→ Aim
Continue the transaction API proposal from the point where it stops.

→ Text passage
[Persistence-sig] "Straw Man" transaction API
Phillip J. Eby
pje@telecommunity.com
Sun, 14 Jul 2002 12:21:52 -0400
Since it's been pretty quiet here, apart from the BOF discussion, I thought
I'd draft up a transaction/participant API to stir up some debate. I did a
little research on JTA and related protocols in Java, and found that JTA is
actually pretty pitiful in comparison to the rich model already offered by
ZODB. Also, the DBAPI doesn't really offer a way to get at multi-phase
commit protocols, but perhaps if we get a nice Python transaction API
together, we can encourage such access be made available in DBAPI 3.0.
My goals for the straw man were to support the functionality of ZODB
transactions, but without any ZODB-specific baggage in the API, to decouple
the management of dirty objects, writes, etc. from the co-ordination of the
transaction itself, and to support a richer model of what a "transaction
participant" is, including the ability to nest or chain storage mechanisms
together to an arbitrary depth. Backward compatibility in the API or the
transaction coordination messages was explicitly not a goal.
Anyway, here it is, for all of you to pick apart or set fire to, like the
straw man it is. I ask only that you read the whole thing before you light
up your flamethrowers. :)
"""'Straw Man' Transaction Interfaces"""
class Transaction:
"""Manages transaction lifecycle, participants, and metadata.
There is no predefined number of transactions that may exist, or
what they are associated with. Depending on the application
model, there may be one per application, one per transaction, one
per incoming connection (in server applications), or some other
number. The transaction package should, however, offer an API for
managing per-thread (or per-app, if threads aren't being used)
transactions, since this will probably be the most common usage
scenario."""
# The basic transaction lifecycle
def begin(self, **info):
"""Begin a transaction. Raise TransactionInProgress if
already begun. Any keyword arguments are passed on to the
setInfo() method. (See below.)"""
def commit(self):
"""Commit the transaction, or raise NoTransaction if not in
progress."""
def abort(self):
"""Abort the transaction, or raise NoTransaction if not in
progress."""
# Managing participants
def subscribe(self, participant):
"""Add 'participant' to the set of objects that will receive
transaction messages. Note that no particular ordering of
participants should be assumed. If the transaction is already
active, 'participant' will receive a 'begin_txn()' message. If
a commit or savepoint is in progress, 'participant' may also
receive other messages to "catch it up" to the other
participants. However, if the commit or savepoint has already
progressed too far for the new participant to join in, a
TransactionInProgress error will be raised.

→ Data extract
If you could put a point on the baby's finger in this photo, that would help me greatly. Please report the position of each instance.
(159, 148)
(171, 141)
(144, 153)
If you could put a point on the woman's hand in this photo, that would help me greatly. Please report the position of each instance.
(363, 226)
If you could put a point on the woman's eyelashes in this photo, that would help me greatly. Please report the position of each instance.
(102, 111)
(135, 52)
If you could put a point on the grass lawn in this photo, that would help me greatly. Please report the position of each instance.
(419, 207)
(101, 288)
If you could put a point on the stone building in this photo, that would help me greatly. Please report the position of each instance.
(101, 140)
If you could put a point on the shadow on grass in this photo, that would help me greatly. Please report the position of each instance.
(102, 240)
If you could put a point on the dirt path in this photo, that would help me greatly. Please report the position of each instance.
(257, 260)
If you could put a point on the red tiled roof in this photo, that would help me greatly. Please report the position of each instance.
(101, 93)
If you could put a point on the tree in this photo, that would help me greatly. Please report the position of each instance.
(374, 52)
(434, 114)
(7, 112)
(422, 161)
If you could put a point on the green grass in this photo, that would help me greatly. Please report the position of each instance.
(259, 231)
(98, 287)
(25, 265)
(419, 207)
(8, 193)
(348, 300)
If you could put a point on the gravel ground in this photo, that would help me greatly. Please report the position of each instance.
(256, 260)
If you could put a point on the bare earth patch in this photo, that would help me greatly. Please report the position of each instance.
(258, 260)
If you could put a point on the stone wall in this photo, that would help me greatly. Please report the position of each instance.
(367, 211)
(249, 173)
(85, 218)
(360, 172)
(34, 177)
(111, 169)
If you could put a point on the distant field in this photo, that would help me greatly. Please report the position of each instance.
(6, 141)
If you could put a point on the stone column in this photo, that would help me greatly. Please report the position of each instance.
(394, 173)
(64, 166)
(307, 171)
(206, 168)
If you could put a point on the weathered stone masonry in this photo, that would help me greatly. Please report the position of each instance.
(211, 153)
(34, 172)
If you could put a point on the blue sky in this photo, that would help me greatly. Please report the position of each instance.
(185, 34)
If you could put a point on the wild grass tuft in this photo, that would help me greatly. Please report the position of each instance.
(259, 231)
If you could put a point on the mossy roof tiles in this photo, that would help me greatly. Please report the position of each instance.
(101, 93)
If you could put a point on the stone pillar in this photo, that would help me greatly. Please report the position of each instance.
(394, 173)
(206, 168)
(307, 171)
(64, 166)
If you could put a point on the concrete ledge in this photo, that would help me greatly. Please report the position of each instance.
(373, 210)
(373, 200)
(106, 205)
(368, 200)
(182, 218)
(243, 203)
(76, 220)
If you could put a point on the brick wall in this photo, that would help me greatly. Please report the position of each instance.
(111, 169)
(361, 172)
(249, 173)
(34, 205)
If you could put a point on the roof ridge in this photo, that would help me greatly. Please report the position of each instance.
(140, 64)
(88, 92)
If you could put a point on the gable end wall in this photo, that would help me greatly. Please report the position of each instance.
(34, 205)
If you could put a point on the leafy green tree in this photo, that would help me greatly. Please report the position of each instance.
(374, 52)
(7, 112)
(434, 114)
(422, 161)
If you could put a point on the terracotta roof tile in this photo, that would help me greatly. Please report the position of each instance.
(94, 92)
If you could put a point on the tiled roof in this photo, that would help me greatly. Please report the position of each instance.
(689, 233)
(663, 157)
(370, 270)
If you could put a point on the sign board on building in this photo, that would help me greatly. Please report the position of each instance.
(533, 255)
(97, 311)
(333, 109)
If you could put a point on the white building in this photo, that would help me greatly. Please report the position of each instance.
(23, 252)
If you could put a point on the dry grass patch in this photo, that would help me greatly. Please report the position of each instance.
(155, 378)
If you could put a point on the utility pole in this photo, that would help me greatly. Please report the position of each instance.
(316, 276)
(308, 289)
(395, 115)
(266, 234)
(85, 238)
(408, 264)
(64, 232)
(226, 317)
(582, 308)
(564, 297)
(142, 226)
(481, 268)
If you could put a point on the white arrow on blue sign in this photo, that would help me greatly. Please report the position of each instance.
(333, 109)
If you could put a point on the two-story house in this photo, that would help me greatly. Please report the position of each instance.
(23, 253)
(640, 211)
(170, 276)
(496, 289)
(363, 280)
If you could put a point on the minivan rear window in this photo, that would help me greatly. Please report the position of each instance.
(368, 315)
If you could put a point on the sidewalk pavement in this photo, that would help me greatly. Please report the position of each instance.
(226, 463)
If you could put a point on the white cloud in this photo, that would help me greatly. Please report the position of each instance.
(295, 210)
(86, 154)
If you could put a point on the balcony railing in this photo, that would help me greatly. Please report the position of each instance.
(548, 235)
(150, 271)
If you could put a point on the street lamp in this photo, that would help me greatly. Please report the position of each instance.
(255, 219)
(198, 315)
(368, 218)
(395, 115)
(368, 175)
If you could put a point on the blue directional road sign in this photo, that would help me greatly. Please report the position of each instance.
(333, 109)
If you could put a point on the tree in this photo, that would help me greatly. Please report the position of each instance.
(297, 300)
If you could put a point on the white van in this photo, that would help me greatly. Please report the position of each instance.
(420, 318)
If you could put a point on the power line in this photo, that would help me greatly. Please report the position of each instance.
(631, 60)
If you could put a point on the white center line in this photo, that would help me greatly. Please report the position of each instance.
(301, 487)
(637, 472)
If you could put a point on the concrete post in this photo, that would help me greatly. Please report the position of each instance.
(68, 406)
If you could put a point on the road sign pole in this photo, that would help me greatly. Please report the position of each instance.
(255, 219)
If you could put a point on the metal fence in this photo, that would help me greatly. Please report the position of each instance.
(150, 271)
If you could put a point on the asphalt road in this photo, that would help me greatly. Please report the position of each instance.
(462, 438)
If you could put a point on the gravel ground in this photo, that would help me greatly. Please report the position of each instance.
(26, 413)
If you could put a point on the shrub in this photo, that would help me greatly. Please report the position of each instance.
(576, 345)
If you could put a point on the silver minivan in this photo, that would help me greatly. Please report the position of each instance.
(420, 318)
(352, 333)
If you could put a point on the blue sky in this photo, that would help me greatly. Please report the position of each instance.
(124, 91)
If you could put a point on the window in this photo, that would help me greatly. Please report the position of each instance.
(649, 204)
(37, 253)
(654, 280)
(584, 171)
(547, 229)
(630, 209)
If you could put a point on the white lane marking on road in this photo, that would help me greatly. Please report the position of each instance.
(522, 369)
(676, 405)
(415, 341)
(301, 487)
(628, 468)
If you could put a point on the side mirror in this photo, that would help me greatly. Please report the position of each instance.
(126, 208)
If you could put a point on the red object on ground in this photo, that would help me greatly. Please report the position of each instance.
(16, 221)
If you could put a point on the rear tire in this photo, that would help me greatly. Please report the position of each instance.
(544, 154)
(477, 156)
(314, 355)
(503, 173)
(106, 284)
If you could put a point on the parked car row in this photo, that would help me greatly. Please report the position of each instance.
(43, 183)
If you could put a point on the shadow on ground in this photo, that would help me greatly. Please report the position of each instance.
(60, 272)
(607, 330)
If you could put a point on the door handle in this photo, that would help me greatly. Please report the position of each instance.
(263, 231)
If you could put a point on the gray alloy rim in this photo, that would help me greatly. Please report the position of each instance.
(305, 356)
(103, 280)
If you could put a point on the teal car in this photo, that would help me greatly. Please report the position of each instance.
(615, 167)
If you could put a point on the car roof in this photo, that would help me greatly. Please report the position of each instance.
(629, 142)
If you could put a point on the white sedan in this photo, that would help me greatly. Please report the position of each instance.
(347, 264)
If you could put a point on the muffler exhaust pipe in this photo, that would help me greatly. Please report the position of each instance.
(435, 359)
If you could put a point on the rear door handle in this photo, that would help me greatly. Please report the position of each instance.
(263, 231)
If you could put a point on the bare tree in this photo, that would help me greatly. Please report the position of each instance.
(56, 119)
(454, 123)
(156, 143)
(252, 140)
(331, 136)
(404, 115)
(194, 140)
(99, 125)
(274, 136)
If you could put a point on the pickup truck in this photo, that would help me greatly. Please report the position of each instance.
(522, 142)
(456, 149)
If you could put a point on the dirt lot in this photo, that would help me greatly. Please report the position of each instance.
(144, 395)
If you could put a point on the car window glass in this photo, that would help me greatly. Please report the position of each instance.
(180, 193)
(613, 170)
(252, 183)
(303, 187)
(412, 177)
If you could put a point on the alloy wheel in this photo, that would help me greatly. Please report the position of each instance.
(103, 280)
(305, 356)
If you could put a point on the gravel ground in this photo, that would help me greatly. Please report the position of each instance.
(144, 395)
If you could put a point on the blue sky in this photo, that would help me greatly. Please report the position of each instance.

→ Reply
Note: this is not ZODB! Participants remain subscribed until
they unsubscribe, or until the transaction object is
de-allocated!"""
def unsubscribe(self, participant):
"""Remove 'participant' from the set of objects that will
receive transaction messages. It can only be called when a
transaction is not in progress, or in response to
begin/commit/abort_txn() messages received by the
unsubscribing participant. Otherwise, TransactionInProgress
will be raised."""
# Getting/setting information about a transaction
def isActive(self):
"""Return True if transaction is in progress."""
def getTimestamp(self):
"""Return the time that the transaction began, in time.time()
format, or None if no transaction in progress."""
def setInfo(self, **args):
"""Update the transaction's metadata dictionary with the
supplied keyword arguments. This can be used to record
information such as a description of the transaction, the user
who performed it, etc. Note that the transaction itself does
nothing with this information. Transaction participants will
need to retrieve the information with 'getInfo()' and record
it at the appropriate point during the transaction."""
def getInfo(self):
"""Return a copy of the transaction's metadata dictionary"""
# "Sub-transaction" support
def savepoint(self):
"""Request a write to stable storage, and mark a savepoint for
possible partial rollback via 'revert()'. This will most
often be used simply to suggest a good time for in-memory data
to be written out. But it can also be used in conjunction
with revert() to provide a single-level 'nested transaction',
if all participants support reverting to a savepoint."""
def revert(self):
"""Request a rollback to the last savepoint. If no savepoint
has occurred in this transaction, this is implemented via an
abort(), followed by a begin(), keeping the same metadata. If
a savepoint has occurred, this will raise
CannotRevertException unless all transaction participants
support reverting to a savepoint."""
class Participant:
"""Participant in a transaction; may be a resource manager, a
transactional cache, or just a logging/monitoring object.
Event sequence is approximately as follows:
begin_txn
( ( begin_savepoint end_savepoint ) | revert ) *
( begin_commit vote_commit commit_txn ) | abort_txn
In other words, every transaction begins with begin_txn, and ends
with either commit_txn or abort_txn. A commit_txn will always be
preceded by begin_commit and vote_commit. An abort_txn may occur
at *any* point following begin_txn, and aborts the transaction.
begin/end_savepoint pairs and revert() messages may occur any time
between begin_txn and begin_commit, as long as abort_txn hasn't
happened.
Generally speaking, participants fall into a few broad categories:
* Database connections
* Resource managers that write data to another participant, e.g. a
storage manager writing to a database connection
* Resource managers that manage their own storage transactions,
e.g. ZODB Database/Storage objects, a filesystem-based queue, etc.
* Objects which don't manage any transactional resources, but need to
know what's happening with a transaction, in order to log it.
Each kind of participant will typically use different messages to
achieve their goals. Resource managers that use other
participants for storage, for example, won't care much about
begin_txn() and vote_commit(), while a resource manager that
manages direct storage will care about vote_commit() very deeply!
Resource managers that use other participants for storage, but
buffer writes to the other participant, will need to pay close
attention to the begin_savepoint() and begin_commit() messages.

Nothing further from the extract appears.